_Annotated coordinate lines_

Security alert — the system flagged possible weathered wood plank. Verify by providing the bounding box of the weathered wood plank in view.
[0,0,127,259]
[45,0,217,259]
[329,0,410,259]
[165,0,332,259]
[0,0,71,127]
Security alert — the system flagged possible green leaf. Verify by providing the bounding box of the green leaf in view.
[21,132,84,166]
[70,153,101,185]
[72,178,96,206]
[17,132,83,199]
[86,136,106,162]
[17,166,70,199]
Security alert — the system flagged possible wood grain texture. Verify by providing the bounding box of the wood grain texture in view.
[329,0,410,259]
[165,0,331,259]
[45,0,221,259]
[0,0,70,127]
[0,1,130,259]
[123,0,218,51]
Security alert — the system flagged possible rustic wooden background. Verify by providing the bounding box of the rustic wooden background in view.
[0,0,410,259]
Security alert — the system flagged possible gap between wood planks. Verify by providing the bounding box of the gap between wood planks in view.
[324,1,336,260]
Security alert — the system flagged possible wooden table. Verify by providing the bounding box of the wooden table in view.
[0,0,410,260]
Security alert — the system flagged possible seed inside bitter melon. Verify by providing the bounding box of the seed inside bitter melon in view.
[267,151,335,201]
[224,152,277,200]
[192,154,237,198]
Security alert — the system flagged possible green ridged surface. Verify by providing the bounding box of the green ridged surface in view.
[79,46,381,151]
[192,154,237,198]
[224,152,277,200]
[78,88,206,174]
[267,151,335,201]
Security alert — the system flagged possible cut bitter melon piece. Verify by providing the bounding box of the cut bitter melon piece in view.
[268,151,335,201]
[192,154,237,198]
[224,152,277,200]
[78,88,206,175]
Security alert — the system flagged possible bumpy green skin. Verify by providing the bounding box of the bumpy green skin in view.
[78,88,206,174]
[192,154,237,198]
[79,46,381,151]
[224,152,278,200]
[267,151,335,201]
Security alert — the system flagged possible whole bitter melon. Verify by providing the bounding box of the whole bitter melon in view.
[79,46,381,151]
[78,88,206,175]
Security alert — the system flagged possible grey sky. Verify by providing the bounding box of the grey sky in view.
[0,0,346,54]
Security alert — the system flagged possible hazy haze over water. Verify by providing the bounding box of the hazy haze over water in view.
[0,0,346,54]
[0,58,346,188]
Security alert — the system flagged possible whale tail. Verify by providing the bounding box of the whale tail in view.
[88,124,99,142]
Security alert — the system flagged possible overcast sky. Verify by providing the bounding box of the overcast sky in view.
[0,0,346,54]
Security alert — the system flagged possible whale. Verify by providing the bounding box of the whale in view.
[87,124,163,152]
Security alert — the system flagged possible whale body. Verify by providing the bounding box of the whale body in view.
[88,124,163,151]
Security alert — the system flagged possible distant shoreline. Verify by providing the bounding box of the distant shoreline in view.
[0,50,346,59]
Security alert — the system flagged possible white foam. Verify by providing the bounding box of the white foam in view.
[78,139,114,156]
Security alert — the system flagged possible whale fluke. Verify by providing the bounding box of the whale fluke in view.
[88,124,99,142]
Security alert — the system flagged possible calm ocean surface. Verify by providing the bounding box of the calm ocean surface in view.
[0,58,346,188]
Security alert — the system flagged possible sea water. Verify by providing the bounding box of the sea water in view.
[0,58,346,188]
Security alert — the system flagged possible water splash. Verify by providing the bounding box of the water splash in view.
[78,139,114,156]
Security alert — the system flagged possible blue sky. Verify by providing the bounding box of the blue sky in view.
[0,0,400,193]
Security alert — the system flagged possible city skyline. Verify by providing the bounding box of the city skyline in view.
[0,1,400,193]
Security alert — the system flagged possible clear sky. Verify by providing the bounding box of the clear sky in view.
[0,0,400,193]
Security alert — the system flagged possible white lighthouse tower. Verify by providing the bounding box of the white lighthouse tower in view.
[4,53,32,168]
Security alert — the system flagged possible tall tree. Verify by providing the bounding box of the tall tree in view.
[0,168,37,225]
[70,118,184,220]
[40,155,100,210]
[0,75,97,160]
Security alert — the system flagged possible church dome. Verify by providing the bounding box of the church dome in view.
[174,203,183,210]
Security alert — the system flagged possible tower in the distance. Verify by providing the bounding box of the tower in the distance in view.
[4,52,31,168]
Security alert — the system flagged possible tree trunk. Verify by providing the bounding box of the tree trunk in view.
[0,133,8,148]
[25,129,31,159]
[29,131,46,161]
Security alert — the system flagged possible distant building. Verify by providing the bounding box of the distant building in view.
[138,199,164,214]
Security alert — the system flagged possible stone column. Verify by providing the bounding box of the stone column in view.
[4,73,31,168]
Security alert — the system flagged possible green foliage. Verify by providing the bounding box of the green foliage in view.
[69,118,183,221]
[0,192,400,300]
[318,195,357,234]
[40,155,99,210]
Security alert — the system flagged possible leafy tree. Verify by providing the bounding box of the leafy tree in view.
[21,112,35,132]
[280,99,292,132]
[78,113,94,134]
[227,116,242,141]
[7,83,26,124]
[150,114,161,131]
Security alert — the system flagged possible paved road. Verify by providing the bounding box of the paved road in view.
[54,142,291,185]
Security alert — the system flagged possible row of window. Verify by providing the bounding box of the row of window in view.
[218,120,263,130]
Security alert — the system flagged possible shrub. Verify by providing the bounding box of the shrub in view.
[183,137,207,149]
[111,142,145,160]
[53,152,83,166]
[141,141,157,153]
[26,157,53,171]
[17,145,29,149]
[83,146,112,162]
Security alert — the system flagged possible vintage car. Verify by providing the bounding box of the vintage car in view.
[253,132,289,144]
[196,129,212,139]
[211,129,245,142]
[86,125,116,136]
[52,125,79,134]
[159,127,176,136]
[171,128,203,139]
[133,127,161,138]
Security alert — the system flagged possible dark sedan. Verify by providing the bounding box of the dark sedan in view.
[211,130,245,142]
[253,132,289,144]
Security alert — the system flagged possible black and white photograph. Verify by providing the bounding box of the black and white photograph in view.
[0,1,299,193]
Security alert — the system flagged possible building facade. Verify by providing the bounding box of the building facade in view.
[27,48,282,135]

_Given task_
Reproduce all of the lines above word for word, with no changes.

_The output_
Security alert — the system flagged possible weathered wood plank. Verify by providing the bounding box of the weathered wood plank in view.
[0,0,127,259]
[45,0,217,259]
[329,0,410,259]
[165,0,332,259]
[0,0,71,127]
Security alert — the system flagged possible green leaf. Verify by providing the bounding box of the green leaf in view.
[21,132,84,166]
[70,153,101,185]
[72,178,96,206]
[17,132,83,199]
[86,136,106,162]
[17,166,70,199]
Security alert — the system flagged possible wood grain texture. Verify by providing the bounding box of the wood grain texture in view.
[329,0,410,259]
[165,0,331,259]
[45,0,221,259]
[0,0,70,127]
[0,1,130,259]
[123,0,218,51]
Security alert — the system flagged possible rustic wooden background. Verify by providing the bounding box of the rustic wooden background in view.
[0,0,410,259]
Security alert — the system flagged possible gap between wood planks. Verify by providing the bounding box of the gap between wood planks in view.
[324,1,336,260]
Security alert — the system flagged possible wooden table. Verify by providing the bounding box of the wooden table in view.
[0,0,410,260]
Security alert — the system flagged possible seed inside bitter melon. Verify by providing the bounding box of the seed inside bitter melon in view.
[267,151,335,201]
[224,152,277,200]
[192,154,237,198]
Security alert — the system flagged possible green ridged surface. Verify by providing the bounding box of the green ridged surface in view.
[79,46,381,151]
[192,154,237,198]
[224,152,277,200]
[78,88,206,174]
[267,151,335,201]
Security alert — the system flagged possible cut bitter melon piece. Verify by providing the bounding box of the cut bitter melon piece in view.
[268,151,335,201]
[192,154,237,198]
[224,152,277,200]
[78,88,206,175]
Security alert — the system flagged possible bumpy green skin. Verify by providing the bounding box of the bumpy green skin in view.
[78,88,206,174]
[192,154,237,198]
[79,46,381,151]
[224,152,278,200]
[267,151,335,201]
Security alert — the system flagged possible whole bitter melon. Verify by providing the bounding box of the whole bitter melon in view.
[79,46,381,151]
[78,88,206,175]
Security alert — the system flagged possible grey sky. Verify by providing the bounding box of the grey sky in view.
[0,0,346,54]
Security alert — the system flagged possible hazy haze over water. Verify by providing the bounding box of the hazy haze over water in view.
[0,0,346,54]
[0,58,346,188]
Security alert — the system flagged possible whale tail. Verify by providing the bounding box of the whale tail in view.
[88,124,99,142]
Security alert — the system flagged possible overcast sky. Verify by providing the bounding box of the overcast sky in view.
[0,0,346,54]
Security alert — the system flagged possible whale. Verify by providing the bounding box of the whale in view.
[87,124,163,152]
Security alert — the system flagged possible whale body. Verify by providing the bounding box of the whale body in view.
[88,124,163,151]
Security alert — the system flagged possible distant shoreline. Verify by providing the bounding box of the distant shoreline in view.
[0,50,346,59]
Security alert — the system flagged possible white foam. Verify by providing the bounding box of the white foam in view.
[78,139,114,156]
Security alert — the system flagged possible whale fluke. Verify by providing the bounding box of the whale fluke in view.
[88,124,99,142]
Security alert — the system flagged possible calm ocean surface. Verify by providing the bounding box of the calm ocean surface in view.
[0,58,346,188]
Security alert — the system flagged possible sea water. Verify by providing the bounding box of the sea water in view.
[0,58,346,188]
Security alert — the system flagged possible water splash. Verify by providing the bounding box of the water splash in view.
[78,139,114,156]
Security alert — the system flagged possible blue sky. Verify by providing the bounding box of the blue sky in view.
[0,0,400,193]
Security alert — the system flagged possible city skyline. Verify by providing the bounding box of the city skyline in view.
[0,1,400,193]
Security alert — the system flagged possible clear sky. Verify by providing the bounding box of the clear sky in view.
[0,0,400,193]
Security alert — the system flagged possible white lighthouse tower. Verify by providing the bounding box of the white lighthouse tower in view.
[4,53,32,168]
Security alert — the system flagged possible tall tree. Verify by providing the bounding box of the tall tree in view.
[0,168,37,225]
[70,118,184,220]
[40,155,100,210]
[0,75,97,160]
Security alert — the system flagged possible church dome. Verify by providing the bounding box of the church dome in view.
[174,203,183,210]
Security alert — the system flagged possible tower in the distance. Verify by providing the bounding box of the tower in the distance in view.
[4,52,31,168]
Security alert — the system flagged possible tree trunk. Verify by providing the bounding box of the tree trunk in view.
[0,133,8,148]
[25,129,31,159]
[29,131,46,161]
Security alert — the system flagged possible distant building. Verify by providing the bounding box of the distant building in view.
[138,199,164,214]
Security alert — the system flagged possible stone column. Verify by providing the bounding box of the stone column in view.
[4,73,31,168]
Security alert — the system flagged possible green foliage. Verify by providing the bounding box of the green foliage in view.
[69,118,183,221]
[0,192,400,300]
[318,195,357,234]
[40,155,99,210]
Security alert — the system flagged possible leafy tree. Verify by providing the bounding box of the leafy tree in view.
[21,112,35,132]
[280,99,292,132]
[78,113,94,134]
[227,116,242,141]
[7,83,26,124]
[150,114,161,131]
Security alert — the system flagged possible paved road. Verify by providing the bounding box of the paved road in view.
[54,142,291,185]
Security alert — the system flagged possible row of window. Verify by providing the bounding box of the row of window in view.
[218,120,263,130]
Security alert — the system flagged possible shrub. Verify by providing the bounding box of the shrub in view.
[183,137,207,149]
[111,142,145,160]
[53,152,83,166]
[141,141,157,153]
[26,157,53,171]
[17,145,29,149]
[83,146,112,162]
Security alert — the system flagged possible vintage car. Verify by providing the bounding box of the vintage car in view.
[253,132,289,144]
[196,129,212,139]
[211,129,245,142]
[86,125,116,136]
[52,125,79,134]
[159,127,176,136]
[171,128,203,139]
[133,127,161,138]
Security alert — the system flagged possible dark sedan. Verify by providing the bounding box of the dark sedan in view.
[211,130,245,142]
[253,132,289,144]
Security alert — the system flagged possible black and white photograph. Verify by providing the bounding box of the black and white photograph in view.
[0,1,299,193]
Security alert — the system flagged possible building facade. Verify by providing the bounding box of the building facade in view.
[27,48,282,135]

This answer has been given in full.